**BLOC DE TEXTE**
════════

Alors que la Délégation du numérique en santé annonce cette fin de semaine que plus de cinq cents établissements de santé ont réalisé au moins un premier exercice de gestion de crise cyber, l'Agence de l'Union européenne pour la cybersécurité (Enisa) publie ce mois de juillet son premier panorama des cybermenaces pour le secteur de la santé. Premier enseignement, les rançongiciels représentent 54 % des menaces de cybersécurité.

215 incidents à l'échelle européenne

L'analyse de l’Enisa, qui cartographie et étudie les cyberattaques sur une période d’un peu plus de deux ans, s’est basée sur un total de 215 incidents signalés publiquement dans l'Union européenne et les pays voisins. Fait marquant, 43 d’entre eux se sont déroulés en France : 19 en 2021, 17 en 2022 et 7 au premier trimestre 2023.

Procédons-nous à davantage de déclarations ou sommes-nous plus vulnérables que nos voisins européens ? Pour Laurent Pierre, conseiller numérique en santé à la Fédération hospitalière de France (FHF), « ces chiffres interrogent et malheureusement, ils ne sont pas sourcés. On ne peut pas faire le lien avec le dernier rapport publié par le Cert Fr Santé* qui recense 464 signalements concernant les hôpitaux en 2022, dont 50 % n’ont pas d’origine malveillante. Ces volumes sont liés à l’obligation qu’ont les établissements français de déclarer tous les incidents à l’organisme sectoriel, une mesure assez inédite en Europe. Le rapport de l’Enisa ne montre pas que la France est plus vulnérable mais qu’elle dispose d’une organisation de signalements qui fonctionne ».

Les suites de la pandémie

« La montée de la pandémie de Covid-19 nous a montré à quel point nous dépendons de manière critique des systèmes de santé. L'accès aux données de signalement d'incidents doit donc être facilité pour mieux comprendre notre environnement de cybermenaces et identifier les mesures d'atténuation appropriées que nous devons mettre en œuvre », a commenté Juhan Lepassaa, Directeur exécutif de l’Enisa.

« Avant 2020, les établissements publics ne se percevaient pas comme des cibles alors que leur dette technique les exposait fortement mais la FHF salue les efforts réalisés en 2021 et 2022 par les établissements avec l’appui de l’Agence nationale de la sécurité des systèmes d’information (ANSSI), du Cert Fr et les efforts financiers du gouvernement », poursuit Laurent Pierre qui cite notamment le programme « Cybersurveillance, accélération et résilience des Établissements » (CaRE). Ce programme, placé sous l’autorité de la Délégation au numérique en santé, prévoit le financement d’opérations de sécurisation sur cinq ans.

════════

[Entrées de données]
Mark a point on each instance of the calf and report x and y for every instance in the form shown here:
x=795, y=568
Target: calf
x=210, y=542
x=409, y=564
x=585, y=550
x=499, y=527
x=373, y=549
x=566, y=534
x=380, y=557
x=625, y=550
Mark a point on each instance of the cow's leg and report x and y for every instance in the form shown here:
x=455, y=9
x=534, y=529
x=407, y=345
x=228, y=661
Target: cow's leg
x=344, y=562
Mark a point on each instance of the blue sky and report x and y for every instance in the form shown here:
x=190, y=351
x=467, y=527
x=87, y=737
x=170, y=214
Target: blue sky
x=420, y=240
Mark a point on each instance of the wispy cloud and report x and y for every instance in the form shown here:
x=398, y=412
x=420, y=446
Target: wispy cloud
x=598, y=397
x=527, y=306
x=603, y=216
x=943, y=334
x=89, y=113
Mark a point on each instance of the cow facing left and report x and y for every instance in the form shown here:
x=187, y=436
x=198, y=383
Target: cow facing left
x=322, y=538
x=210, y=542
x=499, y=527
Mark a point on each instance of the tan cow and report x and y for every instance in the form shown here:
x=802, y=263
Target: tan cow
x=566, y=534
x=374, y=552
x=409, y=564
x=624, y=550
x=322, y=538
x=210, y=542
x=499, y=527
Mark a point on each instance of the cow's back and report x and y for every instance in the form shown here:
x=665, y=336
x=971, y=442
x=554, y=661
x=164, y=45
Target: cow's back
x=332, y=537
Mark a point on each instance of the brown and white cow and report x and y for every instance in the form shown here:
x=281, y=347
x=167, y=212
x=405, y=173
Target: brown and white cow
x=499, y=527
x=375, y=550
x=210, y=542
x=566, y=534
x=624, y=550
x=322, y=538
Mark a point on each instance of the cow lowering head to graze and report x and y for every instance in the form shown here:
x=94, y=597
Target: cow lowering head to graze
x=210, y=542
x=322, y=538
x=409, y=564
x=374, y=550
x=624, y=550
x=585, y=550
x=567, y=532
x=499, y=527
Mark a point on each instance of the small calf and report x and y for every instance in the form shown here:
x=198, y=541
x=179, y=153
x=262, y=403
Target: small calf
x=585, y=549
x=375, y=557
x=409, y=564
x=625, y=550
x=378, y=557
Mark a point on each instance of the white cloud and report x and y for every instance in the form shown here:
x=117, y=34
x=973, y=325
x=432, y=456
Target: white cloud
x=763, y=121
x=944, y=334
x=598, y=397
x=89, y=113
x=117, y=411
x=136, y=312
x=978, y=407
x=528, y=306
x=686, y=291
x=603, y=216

════════

**ORDRE DE TRAVAIL 1**
D'après le bloc de texte, quelle part des menaces de cybersécurité les rançongiciels représentent-ils dans le panorama de l'Enisa ?
**ORDRE DE TRAVAIL 2**
Recopiez le passage du bloc de texte commençant par « Alors que la » et se terminant par « premier trimestre 2023. », en renommant « rançongiciels » en « logiciels de rançon ».
**ORDRE DE TRAVAIL 3**
Traduisez en anglais cette phrase du bloc de texte : « Ce programme, placé sous l’autorité de la Délégation au numérique en santé, prévoit le financement d’opérations de sécurisation sur cinq ans. »

**RÉPONSE 1**
Les rançongiciels représentent 54 % des menaces de cybersécurité.

**RÉPONSE 2**
Alors que la Délégation du numérique en santé annonce cette fin de semaine que plus de cinq cents établissements de santé ont réalisé au moins un premier exercice de gestion de crise cyber, l'Agence de l'Union européenne pour la cybersécurité (Enisa) publie ce mois de juillet son premier panorama des cybermenaces pour le secteur de la santé. Premier enseignement, les logiciels de rançon représentent 54 % des menaces de cybersécurité.

215 incidents à l'échelle européenne

L'analyse de l’Enisa, qui cartographie et étudie les cyberattaques sur une période d’un peu plus de deux ans, s’est basée sur un total de 215 incidents signalés publiquement dans l'Union européenne et les pays voisins. Fait marquant, 43 d’entre eux se sont déroulés en France : 19 en 2021, 17 en 2022 et 7 au premier trimestre 2023.

**RÉPONSE 3**
This program, placed under the authority of the Digital Health Delegation, provides for the funding of security operations over five years.